## Exercise directions
Where in the data does the word "truck" appear? Find those lines and copy them.

## Records
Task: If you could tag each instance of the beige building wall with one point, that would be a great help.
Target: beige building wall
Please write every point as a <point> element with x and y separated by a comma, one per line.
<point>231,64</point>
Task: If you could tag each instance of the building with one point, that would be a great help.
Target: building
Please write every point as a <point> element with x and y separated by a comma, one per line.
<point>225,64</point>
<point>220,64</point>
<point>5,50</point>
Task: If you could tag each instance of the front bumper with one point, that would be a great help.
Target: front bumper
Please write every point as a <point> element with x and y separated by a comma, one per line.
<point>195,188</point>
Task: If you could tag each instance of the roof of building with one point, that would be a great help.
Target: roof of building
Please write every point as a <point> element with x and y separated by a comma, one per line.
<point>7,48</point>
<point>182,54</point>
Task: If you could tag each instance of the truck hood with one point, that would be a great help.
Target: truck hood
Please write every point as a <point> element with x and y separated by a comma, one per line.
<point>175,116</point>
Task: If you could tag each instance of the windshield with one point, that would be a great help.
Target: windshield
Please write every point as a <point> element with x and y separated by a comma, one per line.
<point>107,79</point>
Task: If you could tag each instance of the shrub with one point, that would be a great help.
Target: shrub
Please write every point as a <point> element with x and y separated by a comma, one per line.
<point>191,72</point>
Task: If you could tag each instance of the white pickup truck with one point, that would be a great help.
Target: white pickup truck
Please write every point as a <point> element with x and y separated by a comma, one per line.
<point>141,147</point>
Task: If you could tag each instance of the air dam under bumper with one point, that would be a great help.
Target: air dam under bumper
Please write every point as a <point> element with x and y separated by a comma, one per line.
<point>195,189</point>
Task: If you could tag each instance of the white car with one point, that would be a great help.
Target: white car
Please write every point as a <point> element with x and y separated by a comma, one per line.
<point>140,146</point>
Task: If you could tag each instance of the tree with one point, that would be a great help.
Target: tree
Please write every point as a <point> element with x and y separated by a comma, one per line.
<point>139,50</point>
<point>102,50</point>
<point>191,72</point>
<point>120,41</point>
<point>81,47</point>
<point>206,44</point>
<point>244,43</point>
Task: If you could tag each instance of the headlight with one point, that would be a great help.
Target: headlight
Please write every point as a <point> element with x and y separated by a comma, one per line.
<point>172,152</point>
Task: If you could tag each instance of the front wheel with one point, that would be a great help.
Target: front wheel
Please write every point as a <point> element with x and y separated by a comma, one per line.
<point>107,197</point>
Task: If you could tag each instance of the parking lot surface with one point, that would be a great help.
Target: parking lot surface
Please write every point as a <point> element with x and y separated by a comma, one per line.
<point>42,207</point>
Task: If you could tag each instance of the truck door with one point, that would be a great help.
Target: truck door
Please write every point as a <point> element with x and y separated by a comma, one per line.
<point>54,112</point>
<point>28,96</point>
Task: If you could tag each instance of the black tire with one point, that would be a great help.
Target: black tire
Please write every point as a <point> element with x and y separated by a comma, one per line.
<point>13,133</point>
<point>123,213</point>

## Response area
Task: If you could tag each instance of the truck hood with one point, that would be a great help.
Target: truck hood
Task: If you could tag each instance of the white pickup truck with one point, that would be a great help.
Target: white pickup truck
Task: If you could tag each instance of the truck door with one point, that would be a great help.
Target: truck door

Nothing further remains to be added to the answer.